Segment Open

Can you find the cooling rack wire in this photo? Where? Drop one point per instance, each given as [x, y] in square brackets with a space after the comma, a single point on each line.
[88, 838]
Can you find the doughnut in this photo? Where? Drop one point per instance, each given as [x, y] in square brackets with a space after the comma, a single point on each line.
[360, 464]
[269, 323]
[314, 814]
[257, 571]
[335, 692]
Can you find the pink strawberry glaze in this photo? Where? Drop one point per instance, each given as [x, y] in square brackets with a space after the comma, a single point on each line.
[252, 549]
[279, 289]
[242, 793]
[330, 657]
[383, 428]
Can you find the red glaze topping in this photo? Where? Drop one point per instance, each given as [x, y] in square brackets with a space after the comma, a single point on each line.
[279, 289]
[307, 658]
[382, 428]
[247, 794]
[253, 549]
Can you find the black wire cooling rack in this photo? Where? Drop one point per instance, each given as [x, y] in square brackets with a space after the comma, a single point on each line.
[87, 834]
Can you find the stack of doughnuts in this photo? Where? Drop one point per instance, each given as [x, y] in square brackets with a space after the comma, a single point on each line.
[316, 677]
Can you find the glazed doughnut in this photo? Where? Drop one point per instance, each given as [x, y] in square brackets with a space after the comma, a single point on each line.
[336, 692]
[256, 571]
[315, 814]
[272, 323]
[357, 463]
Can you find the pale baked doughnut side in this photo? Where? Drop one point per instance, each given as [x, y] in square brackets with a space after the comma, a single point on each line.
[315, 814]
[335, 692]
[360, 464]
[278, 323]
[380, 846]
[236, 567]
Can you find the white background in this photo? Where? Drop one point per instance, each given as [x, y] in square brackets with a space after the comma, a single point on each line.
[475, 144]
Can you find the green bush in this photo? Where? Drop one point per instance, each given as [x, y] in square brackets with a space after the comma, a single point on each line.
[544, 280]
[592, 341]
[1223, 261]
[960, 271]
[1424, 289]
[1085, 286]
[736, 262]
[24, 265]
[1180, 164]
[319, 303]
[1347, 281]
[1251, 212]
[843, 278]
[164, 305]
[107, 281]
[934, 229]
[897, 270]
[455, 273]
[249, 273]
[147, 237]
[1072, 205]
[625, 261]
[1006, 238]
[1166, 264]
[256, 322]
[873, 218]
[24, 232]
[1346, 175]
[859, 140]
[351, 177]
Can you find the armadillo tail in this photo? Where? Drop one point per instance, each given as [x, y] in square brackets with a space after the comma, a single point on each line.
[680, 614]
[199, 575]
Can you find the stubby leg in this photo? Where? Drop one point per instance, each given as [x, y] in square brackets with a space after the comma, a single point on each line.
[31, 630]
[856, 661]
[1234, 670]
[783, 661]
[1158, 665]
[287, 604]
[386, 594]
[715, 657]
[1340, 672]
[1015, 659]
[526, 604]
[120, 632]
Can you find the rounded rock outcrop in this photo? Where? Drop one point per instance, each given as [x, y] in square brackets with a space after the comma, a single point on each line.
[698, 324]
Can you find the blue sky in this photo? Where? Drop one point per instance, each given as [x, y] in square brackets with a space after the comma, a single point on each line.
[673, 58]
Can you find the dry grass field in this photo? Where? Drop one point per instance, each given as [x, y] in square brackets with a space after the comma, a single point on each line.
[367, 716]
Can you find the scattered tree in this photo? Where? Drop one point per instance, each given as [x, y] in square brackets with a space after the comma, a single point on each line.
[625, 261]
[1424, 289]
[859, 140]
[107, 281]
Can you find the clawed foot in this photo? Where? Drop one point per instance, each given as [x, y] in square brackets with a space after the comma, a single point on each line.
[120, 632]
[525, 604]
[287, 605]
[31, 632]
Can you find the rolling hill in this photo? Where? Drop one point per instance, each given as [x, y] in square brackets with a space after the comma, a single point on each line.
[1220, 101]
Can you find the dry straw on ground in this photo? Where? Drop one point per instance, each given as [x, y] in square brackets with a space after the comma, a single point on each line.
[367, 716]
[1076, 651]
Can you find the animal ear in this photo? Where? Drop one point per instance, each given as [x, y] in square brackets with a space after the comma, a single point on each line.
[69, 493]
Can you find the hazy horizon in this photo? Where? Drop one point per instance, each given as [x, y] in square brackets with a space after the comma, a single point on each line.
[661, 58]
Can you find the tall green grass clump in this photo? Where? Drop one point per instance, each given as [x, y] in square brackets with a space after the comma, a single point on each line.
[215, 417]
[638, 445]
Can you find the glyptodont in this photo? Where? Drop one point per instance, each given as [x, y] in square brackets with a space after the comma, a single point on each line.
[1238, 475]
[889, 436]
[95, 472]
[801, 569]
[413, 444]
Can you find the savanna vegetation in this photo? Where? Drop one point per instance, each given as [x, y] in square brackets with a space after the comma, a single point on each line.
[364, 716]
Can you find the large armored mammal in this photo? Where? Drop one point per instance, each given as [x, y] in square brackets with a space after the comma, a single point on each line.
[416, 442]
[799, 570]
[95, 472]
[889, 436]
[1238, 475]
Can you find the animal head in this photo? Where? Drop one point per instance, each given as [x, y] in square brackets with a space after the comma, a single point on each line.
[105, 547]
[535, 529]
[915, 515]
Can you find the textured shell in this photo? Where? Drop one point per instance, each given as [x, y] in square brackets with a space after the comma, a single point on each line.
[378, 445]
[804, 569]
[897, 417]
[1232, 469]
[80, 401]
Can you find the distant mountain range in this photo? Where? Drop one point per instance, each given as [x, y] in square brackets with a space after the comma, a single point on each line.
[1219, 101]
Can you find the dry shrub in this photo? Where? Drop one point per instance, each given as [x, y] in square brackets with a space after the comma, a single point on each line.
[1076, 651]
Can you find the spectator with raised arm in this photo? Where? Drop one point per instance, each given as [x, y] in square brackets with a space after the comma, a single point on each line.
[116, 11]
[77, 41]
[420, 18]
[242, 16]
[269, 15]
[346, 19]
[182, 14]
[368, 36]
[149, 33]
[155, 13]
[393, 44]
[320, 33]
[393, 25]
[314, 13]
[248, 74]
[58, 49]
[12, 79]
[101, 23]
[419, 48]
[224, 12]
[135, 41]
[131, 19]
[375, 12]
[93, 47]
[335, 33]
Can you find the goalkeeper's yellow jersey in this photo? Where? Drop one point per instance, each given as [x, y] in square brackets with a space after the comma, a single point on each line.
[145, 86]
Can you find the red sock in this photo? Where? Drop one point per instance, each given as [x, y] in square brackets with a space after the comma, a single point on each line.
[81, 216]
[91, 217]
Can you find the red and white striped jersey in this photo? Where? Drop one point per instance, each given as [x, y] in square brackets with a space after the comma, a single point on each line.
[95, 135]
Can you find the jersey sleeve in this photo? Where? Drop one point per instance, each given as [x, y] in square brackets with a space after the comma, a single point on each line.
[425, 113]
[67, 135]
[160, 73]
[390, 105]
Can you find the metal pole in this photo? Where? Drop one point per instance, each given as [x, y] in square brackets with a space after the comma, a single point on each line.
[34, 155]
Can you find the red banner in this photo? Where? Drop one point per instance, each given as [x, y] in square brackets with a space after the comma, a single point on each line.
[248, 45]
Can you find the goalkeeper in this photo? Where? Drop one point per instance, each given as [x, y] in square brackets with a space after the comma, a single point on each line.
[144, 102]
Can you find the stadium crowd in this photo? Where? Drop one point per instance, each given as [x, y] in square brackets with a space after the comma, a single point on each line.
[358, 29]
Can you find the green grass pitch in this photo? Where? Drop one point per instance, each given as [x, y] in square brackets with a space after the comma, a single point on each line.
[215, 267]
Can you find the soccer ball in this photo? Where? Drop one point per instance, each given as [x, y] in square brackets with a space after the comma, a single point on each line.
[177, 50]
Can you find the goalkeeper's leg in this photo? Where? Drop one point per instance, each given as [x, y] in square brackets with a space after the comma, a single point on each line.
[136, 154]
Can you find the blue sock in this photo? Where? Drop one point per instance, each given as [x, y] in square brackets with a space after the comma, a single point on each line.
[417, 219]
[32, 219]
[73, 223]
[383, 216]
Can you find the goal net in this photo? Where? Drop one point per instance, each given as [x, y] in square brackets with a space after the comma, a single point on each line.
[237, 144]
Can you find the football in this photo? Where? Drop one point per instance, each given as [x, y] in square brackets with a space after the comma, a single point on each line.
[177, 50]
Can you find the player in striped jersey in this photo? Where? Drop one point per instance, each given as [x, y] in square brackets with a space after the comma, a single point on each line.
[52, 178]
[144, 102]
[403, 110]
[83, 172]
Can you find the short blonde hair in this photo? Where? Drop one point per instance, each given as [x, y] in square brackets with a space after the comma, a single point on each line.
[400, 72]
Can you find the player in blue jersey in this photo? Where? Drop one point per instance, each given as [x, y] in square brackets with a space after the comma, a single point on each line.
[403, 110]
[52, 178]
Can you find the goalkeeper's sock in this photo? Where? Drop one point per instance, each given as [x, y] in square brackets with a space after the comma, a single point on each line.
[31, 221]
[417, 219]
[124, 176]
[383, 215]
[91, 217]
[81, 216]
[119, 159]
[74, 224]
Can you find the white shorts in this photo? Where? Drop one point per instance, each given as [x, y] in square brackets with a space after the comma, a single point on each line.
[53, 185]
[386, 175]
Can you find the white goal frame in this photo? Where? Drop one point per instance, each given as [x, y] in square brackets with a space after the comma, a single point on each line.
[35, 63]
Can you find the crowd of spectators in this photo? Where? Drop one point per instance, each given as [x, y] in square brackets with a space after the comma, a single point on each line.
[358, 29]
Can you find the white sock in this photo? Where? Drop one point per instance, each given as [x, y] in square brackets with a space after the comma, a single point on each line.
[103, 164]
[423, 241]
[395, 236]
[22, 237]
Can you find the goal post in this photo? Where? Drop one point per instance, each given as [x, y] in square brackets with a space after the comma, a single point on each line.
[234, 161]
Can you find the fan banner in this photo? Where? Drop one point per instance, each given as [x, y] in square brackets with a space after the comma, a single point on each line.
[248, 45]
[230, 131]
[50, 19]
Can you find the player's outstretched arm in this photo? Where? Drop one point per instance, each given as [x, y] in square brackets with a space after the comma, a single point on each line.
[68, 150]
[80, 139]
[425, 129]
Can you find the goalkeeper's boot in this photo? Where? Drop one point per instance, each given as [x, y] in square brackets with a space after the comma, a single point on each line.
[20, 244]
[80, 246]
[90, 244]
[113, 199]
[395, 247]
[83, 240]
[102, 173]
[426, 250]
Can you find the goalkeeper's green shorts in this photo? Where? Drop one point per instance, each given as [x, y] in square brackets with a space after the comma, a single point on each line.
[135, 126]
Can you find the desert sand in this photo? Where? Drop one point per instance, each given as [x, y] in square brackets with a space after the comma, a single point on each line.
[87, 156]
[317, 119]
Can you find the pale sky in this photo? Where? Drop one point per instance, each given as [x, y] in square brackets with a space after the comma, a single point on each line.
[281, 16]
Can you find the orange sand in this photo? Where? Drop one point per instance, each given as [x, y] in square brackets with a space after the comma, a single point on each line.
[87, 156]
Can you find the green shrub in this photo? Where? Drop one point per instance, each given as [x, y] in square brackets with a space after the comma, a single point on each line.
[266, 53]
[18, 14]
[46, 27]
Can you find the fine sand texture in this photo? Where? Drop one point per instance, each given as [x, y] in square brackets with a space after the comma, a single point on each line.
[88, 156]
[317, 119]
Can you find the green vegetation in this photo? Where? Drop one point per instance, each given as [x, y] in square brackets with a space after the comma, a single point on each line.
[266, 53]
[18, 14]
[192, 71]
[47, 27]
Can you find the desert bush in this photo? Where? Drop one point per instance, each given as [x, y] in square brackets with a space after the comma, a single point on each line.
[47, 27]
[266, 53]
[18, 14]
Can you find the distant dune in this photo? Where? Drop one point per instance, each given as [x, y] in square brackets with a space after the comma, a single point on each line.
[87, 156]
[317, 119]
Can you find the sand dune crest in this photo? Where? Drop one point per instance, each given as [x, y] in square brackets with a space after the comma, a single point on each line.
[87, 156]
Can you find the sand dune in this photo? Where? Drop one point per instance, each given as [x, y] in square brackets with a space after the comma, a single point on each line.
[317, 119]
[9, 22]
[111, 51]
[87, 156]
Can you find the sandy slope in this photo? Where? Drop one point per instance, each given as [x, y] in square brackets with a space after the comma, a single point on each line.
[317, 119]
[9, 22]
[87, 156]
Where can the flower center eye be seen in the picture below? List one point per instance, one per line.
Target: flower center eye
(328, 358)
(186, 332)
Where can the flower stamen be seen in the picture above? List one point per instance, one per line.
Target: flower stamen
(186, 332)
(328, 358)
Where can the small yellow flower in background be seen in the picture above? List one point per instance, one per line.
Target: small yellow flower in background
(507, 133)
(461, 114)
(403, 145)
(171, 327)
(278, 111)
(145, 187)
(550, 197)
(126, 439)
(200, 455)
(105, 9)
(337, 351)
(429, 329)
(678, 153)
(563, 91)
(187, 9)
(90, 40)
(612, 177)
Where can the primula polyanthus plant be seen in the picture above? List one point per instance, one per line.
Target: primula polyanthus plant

Segment Closed

Exercise brief :: Could you reproduce the lines above, from the one that holds "Where can the small" through the last, exactly as they stand?

Expected output ::
Where can the small yellow flower in background be seen in the picture above? List one point per instance, one per line.
Target: small yellow flower in background
(507, 133)
(461, 114)
(403, 145)
(171, 327)
(278, 111)
(145, 187)
(550, 197)
(126, 439)
(200, 455)
(105, 9)
(337, 351)
(429, 329)
(678, 153)
(563, 91)
(187, 9)
(90, 40)
(612, 177)
Where can the primula polyanthus plant be seen in the picture above? List one point per instance, one per line.
Target: primula polyanthus plant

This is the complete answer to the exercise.